**DATA LINES:**
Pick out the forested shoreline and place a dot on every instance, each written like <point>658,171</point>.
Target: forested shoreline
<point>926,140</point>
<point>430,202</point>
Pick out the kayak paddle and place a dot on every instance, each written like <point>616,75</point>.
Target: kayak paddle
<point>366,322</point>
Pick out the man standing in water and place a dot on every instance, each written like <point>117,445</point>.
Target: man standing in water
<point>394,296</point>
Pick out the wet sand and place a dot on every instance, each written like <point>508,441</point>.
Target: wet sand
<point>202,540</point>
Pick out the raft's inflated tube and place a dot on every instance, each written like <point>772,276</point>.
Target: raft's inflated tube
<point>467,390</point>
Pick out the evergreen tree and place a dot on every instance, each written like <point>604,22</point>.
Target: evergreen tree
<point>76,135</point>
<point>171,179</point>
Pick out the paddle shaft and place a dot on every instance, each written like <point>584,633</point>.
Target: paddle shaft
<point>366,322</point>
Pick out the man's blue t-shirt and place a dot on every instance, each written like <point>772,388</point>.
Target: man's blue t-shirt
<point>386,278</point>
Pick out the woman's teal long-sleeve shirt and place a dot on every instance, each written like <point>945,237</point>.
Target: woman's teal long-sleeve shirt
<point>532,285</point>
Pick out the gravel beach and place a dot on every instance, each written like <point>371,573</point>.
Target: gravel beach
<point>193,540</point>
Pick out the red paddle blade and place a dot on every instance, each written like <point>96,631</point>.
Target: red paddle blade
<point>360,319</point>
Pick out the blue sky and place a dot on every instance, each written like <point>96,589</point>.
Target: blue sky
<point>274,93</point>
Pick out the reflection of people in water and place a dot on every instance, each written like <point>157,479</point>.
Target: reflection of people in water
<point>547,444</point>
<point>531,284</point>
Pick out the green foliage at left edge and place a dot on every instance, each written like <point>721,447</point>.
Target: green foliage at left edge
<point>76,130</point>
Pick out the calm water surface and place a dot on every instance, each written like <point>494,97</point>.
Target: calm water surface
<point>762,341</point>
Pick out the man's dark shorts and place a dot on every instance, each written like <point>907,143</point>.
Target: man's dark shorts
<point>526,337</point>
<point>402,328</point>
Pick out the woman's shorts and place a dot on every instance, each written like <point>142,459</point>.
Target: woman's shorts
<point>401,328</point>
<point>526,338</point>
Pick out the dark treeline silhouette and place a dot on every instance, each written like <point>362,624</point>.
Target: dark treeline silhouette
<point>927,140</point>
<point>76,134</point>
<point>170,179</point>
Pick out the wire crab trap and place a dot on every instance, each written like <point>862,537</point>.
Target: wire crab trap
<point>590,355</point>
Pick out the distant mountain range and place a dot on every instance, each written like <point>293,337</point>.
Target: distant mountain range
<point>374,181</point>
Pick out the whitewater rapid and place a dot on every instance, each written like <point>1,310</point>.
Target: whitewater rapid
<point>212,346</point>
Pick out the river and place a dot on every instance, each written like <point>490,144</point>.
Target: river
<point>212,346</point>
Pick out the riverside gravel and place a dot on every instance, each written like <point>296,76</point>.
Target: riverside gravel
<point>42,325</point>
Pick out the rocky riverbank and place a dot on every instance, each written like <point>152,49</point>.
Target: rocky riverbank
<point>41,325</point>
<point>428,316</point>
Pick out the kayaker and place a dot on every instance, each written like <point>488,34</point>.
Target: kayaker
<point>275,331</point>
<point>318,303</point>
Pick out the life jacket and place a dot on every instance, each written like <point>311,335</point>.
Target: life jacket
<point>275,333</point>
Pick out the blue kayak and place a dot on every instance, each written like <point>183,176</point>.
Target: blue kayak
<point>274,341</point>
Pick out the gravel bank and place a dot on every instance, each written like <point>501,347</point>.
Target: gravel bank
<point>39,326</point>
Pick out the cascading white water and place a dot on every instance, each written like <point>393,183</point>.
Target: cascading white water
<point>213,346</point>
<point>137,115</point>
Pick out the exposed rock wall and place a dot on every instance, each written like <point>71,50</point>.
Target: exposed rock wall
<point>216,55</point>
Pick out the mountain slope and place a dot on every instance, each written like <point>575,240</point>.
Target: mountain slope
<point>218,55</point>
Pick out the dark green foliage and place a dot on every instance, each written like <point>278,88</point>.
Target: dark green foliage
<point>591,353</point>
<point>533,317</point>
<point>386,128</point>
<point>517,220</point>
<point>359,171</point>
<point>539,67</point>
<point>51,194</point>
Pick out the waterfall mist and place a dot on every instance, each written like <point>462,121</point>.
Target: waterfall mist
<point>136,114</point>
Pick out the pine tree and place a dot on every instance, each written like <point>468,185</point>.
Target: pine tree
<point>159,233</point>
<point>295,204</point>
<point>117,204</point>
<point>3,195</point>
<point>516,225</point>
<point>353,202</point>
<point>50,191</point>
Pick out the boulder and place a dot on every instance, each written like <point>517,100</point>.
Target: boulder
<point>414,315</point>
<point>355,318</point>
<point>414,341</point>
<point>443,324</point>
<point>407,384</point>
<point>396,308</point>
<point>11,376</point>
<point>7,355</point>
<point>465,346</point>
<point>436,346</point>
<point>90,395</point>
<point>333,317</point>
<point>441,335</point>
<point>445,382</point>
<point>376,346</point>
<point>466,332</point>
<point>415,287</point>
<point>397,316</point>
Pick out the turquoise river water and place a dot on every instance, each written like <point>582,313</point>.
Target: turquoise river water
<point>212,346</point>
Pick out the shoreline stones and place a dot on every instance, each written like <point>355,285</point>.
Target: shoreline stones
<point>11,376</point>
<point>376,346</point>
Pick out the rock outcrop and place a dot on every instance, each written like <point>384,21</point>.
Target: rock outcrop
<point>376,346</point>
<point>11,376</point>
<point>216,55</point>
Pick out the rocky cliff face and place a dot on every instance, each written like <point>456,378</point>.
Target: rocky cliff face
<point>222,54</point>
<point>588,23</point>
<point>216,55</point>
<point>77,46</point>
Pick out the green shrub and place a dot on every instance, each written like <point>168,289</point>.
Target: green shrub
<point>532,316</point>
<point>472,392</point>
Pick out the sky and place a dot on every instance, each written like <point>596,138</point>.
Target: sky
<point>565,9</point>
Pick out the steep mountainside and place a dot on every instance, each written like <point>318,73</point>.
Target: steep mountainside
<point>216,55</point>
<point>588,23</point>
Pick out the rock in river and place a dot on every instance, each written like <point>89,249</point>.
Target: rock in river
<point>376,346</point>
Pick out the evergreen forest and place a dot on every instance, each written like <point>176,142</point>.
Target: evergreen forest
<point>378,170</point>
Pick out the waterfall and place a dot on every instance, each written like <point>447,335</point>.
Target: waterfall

**TO BE DONE:**
Recast the data above, from the line with "Pick out the exposed" to the line with "<point>136,114</point>" (both included), as a two-column CSV headed instruction and response, with one row per instruction holding its text and its answer. Wrap every field in double quotes and turn any line breaks within a field into spaces.

**FINAL RESULT:**
instruction,response
"Pick out the exposed rock wall and place a dot on every instance, each written like <point>71,50</point>. Target: exposed rock wall","<point>216,55</point>"
"Pick out the mountain slope and place a dot on every instance, each written like <point>575,240</point>. Target: mountain slope","<point>218,55</point>"
"Pick out the dark green foliage and place a dot on every instance, each written like <point>278,88</point>. Target: dark green foliage","<point>591,353</point> <point>533,317</point> <point>386,128</point> <point>517,220</point> <point>359,171</point> <point>539,67</point> <point>51,194</point>"
"Pick out the waterfall mist and place a dot on every instance, each written like <point>462,121</point>. Target: waterfall mist","<point>136,114</point>"